:: TEKS HALAMAN ::
════
Dengan Iran, misalnya sikap Raja Abdullah jelas. Ia berdebat sengit soal Palestina. Iran dianggapnya tidak mendorong perdamaian Palestina-Israel. Iran hanya melihat Palestina sebagai persoalan Islam.

"Bukan. Palestina merupakan persoalan Arab. Bukan Islam. Dan anda Iran dari Persia, jangan campur urusan bangsa Arab", tegas Raja Adullah. Bahkan Iran yang membangun kekuatan nuklirnya untuk tujuan perang, dimata Raja Abdullah harus dihadapi dengan tegas.

"Dia seperti ular yang mau menakut-nakuti tetangganya. Maka wajar kalau kepalanya dipotong," seru raja Abdullah. Terhadap Al-Qaedah, juga kurang lebih demikian. Raja menyadari, Al-Qaedah lahir dari seorang warga Arab Saudi yang kaya raya, keluarga bin Laden.
════
:: SOAL TANTANGAN A ::
Tuliskan kembali tanpa perubahan bagian teks tentang sikap Raja Abdullah, mulai dari "Dengan Iran, misalnya" dan berakhir pada "dihadapi dengan tegas.".
:: SOAL TANTANGAN B ::
Hitunglah jumlah baris dalam catatan yang memuat kata "orange". Jawab dengan angkanya saja.

(Butir identifikasi lokasi)
════
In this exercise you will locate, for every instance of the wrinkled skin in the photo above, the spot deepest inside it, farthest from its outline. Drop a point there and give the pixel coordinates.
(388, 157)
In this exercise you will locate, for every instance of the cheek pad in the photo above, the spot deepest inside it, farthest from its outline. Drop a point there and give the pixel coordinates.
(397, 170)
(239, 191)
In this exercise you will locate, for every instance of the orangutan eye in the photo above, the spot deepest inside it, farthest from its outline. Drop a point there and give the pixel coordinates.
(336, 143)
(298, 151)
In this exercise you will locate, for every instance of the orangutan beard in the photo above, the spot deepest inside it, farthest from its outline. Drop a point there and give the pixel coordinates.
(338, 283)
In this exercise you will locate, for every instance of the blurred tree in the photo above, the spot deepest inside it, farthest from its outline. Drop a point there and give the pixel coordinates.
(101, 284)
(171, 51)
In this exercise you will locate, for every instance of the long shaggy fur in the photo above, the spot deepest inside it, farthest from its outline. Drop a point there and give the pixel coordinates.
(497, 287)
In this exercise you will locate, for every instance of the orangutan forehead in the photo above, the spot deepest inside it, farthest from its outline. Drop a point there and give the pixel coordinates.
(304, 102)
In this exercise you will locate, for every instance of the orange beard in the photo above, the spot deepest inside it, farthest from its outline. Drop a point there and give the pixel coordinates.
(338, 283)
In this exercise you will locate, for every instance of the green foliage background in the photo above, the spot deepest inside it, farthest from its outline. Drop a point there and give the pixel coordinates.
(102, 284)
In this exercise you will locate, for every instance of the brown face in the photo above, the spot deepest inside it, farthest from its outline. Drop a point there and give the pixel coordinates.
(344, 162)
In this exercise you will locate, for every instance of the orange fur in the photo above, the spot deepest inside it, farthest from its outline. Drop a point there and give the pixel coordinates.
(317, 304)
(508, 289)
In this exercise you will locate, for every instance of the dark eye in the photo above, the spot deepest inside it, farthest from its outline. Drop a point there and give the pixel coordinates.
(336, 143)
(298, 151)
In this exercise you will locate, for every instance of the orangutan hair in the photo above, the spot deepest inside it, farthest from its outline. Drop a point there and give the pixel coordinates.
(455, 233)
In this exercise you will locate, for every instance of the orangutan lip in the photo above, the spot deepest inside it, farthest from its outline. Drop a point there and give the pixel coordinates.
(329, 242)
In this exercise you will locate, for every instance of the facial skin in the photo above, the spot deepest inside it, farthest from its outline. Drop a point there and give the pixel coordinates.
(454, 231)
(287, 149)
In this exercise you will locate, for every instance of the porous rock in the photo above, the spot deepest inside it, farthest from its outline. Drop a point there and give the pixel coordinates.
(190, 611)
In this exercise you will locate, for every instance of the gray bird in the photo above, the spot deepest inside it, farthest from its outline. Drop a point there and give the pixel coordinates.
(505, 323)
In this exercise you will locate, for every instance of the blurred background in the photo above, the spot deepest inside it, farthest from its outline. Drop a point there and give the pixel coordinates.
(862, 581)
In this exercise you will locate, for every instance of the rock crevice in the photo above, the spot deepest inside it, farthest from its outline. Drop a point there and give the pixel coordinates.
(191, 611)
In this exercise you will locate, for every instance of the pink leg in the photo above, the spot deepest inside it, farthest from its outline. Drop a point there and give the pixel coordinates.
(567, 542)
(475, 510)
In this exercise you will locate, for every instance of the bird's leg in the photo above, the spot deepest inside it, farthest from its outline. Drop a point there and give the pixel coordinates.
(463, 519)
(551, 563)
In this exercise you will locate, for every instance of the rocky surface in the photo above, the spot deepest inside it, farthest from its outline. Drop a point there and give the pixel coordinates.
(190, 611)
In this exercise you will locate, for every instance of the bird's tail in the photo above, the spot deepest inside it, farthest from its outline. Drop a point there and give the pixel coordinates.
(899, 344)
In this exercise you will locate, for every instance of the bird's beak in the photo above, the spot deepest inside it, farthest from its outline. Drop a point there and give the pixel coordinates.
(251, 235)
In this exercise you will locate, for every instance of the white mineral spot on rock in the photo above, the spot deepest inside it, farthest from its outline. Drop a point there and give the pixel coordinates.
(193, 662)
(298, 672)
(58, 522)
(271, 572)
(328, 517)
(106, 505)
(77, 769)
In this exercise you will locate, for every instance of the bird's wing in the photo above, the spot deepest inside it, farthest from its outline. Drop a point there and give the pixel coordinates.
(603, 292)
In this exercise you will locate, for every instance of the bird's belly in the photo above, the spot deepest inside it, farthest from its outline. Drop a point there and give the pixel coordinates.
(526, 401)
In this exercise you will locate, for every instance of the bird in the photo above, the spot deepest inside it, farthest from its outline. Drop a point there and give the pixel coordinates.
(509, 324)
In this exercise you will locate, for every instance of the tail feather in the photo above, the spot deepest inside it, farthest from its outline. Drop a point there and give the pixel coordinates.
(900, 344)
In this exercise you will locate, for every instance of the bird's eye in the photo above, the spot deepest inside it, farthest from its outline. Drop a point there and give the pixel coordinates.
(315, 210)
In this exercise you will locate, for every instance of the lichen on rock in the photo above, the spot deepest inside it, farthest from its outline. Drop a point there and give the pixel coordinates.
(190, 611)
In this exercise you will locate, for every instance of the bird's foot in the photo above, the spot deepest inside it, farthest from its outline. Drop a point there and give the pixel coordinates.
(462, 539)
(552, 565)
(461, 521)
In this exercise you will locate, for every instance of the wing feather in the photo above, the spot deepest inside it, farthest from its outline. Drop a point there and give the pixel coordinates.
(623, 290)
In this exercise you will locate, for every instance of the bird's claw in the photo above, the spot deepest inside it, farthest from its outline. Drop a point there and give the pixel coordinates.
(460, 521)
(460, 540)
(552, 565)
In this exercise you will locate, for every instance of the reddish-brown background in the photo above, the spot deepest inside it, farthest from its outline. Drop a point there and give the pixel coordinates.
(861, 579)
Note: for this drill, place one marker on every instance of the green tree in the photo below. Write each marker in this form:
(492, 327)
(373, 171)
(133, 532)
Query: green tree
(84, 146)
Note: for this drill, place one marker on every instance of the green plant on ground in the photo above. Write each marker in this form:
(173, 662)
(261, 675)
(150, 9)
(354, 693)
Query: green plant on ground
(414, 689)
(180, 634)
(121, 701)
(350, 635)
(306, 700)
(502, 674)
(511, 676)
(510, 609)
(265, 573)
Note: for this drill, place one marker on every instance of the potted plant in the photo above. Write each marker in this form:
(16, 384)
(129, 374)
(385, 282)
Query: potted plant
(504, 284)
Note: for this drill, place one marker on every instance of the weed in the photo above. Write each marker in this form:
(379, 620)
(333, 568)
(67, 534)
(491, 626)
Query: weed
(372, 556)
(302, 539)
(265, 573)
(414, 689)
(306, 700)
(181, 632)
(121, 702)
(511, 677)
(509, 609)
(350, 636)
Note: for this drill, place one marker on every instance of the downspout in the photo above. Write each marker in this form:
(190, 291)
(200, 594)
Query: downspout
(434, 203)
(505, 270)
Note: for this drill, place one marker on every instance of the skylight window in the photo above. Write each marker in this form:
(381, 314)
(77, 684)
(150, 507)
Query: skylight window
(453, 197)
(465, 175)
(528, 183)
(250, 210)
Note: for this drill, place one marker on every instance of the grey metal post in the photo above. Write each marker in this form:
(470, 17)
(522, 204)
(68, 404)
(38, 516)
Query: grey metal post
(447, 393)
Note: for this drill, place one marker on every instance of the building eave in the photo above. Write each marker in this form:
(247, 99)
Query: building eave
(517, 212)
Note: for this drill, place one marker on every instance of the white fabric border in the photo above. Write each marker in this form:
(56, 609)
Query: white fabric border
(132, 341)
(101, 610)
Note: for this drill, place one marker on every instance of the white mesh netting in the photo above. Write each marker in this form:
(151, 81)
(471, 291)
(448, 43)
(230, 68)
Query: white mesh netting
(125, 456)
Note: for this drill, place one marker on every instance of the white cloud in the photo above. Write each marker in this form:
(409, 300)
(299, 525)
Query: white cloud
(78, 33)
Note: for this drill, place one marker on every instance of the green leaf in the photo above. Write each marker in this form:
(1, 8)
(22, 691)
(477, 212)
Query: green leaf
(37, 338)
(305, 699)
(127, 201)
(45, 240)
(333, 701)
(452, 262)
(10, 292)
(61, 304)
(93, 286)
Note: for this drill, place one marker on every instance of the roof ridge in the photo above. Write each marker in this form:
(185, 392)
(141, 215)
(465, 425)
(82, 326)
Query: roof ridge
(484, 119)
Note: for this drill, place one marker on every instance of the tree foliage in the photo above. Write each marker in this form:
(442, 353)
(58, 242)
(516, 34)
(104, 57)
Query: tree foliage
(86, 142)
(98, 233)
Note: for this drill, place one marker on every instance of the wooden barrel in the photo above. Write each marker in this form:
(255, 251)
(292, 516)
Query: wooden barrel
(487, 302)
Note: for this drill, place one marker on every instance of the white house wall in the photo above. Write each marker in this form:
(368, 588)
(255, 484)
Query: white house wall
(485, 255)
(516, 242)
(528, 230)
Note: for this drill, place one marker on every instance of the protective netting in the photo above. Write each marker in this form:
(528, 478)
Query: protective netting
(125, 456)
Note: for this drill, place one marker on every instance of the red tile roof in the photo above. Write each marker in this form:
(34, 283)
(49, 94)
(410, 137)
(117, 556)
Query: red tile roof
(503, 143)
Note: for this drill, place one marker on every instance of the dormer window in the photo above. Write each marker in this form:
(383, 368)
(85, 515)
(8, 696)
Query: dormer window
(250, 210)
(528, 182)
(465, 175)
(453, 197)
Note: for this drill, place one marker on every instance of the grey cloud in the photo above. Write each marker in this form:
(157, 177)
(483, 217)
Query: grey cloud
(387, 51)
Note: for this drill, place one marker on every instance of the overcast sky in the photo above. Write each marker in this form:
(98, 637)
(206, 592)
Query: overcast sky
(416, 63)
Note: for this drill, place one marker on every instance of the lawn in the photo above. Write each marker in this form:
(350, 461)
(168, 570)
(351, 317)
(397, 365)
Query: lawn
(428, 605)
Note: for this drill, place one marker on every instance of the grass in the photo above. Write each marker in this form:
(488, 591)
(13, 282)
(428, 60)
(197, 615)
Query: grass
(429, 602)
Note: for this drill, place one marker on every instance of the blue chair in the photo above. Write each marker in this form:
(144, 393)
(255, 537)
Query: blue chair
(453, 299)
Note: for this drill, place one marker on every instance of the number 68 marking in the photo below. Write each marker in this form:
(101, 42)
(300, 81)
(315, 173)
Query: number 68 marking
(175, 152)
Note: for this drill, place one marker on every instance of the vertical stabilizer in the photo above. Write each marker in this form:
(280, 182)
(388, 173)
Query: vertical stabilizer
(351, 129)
════
:: PENYELESAIAN LENGKAP A ::
Dengan Iran, misalnya sikap Raja Abdullah jelas. Ia berdebat sengit soal Palestina. Iran dianggapnya tidak mendorong perdamaian Palestina-Israel. Iran hanya melihat Palestina sebagai persoalan Islam.

"Bukan. Palestina merupakan persoalan Arab. Bukan Islam. Dan anda Iran dari Persia, jangan campur urusan bangsa Arab", tegas Raja Adullah. Bahkan Iran yang membangun kekuatan nuklirnya untuk tujuan perang, dimata Raja Abdullah harus dihadapi dengan tegas.

:: PENYELESAIAN LENGKAP B ::
2